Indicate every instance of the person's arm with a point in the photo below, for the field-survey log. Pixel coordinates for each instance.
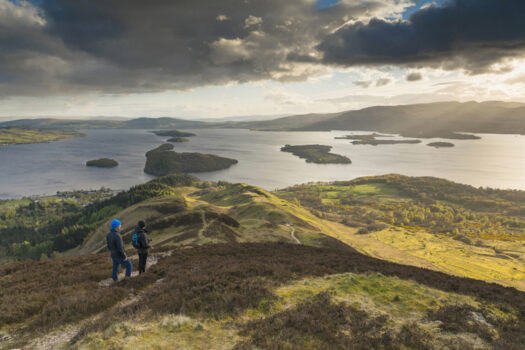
(120, 249)
(143, 240)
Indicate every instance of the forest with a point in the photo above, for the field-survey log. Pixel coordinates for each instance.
(440, 206)
(36, 229)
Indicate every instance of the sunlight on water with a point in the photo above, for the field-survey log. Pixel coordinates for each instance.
(494, 161)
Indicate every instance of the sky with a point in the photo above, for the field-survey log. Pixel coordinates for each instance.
(206, 58)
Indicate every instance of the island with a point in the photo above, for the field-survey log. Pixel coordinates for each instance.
(362, 137)
(371, 139)
(319, 154)
(15, 136)
(102, 163)
(173, 133)
(178, 139)
(440, 144)
(163, 161)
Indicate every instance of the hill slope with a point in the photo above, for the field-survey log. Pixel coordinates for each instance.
(423, 120)
(227, 270)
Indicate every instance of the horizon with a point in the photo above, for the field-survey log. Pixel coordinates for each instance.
(67, 59)
(235, 118)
===
**Work request**
Restate the records word for word, omitting images.

**Result of this task**
Indicate every instance of the person's arm with a point in the photo below, for the field-survey log. Pixel coordinates for each instance.
(120, 249)
(143, 240)
Indicate every instance of the forest with a point in the photo above, for the field-survey log. Pixel coordinates for each instance.
(440, 206)
(36, 229)
Indicate every instance of the sunlight on water with a point in the photo above, for the field-survey log. Pixel coordinates for each instance.
(494, 161)
Indicate every instance of the sky with a point in the photo above, for the field-survey log. Pixel coordinates for each instance.
(206, 58)
Indicate every instance of the island with a point in the photo above, for the field-survey log. Pixel coordinates for each instance.
(362, 137)
(371, 139)
(319, 154)
(15, 136)
(102, 163)
(173, 133)
(178, 139)
(440, 144)
(163, 161)
Indicate every instance of the hill slope with a point in the photo above, for the field-survey log. Pixel coordinates for each instance.
(423, 120)
(227, 270)
Indicate every instance of the horizon with a point in the photo above, for the field-survey log. Pixel coordinates for each instance.
(67, 59)
(235, 118)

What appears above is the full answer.